* _INSTRUCTIONS FOR THE TASK_:
In the entries below, find the line containing "One point goes on each instance of the grass". Write out that line and all lines after it, exactly, and nothing else.

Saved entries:
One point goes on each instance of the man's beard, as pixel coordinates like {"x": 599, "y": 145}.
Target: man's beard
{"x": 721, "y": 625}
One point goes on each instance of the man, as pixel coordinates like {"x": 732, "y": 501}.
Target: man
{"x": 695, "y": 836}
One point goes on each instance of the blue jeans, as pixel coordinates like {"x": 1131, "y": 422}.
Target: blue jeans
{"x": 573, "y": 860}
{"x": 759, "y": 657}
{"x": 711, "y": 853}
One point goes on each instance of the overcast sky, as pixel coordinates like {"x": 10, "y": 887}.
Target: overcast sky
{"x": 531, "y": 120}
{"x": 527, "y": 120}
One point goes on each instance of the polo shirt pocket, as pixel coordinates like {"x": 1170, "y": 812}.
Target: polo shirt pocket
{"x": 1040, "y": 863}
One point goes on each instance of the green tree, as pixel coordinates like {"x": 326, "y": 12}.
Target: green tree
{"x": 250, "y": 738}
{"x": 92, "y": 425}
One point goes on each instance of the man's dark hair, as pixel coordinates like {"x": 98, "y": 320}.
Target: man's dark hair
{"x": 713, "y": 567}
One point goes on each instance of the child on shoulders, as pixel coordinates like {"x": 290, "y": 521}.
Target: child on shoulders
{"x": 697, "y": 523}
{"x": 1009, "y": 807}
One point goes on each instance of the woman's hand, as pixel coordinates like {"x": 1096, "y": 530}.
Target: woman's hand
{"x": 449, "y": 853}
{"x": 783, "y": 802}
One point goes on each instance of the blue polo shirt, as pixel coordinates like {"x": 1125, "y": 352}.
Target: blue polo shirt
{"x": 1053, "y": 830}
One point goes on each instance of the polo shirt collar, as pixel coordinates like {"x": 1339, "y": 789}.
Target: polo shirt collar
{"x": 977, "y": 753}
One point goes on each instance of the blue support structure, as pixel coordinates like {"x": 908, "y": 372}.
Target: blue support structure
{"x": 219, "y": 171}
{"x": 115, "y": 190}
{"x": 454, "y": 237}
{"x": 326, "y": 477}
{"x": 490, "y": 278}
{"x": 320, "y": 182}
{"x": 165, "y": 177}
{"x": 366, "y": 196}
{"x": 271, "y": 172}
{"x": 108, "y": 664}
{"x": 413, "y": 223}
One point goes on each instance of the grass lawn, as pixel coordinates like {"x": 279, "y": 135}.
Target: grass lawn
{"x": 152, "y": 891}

* _SOLUTION TO THIS PROBLEM_:
One point goes on each instance of the grass lawn, as pixel coordinates like {"x": 279, "y": 135}.
Target: grass lawn
{"x": 152, "y": 891}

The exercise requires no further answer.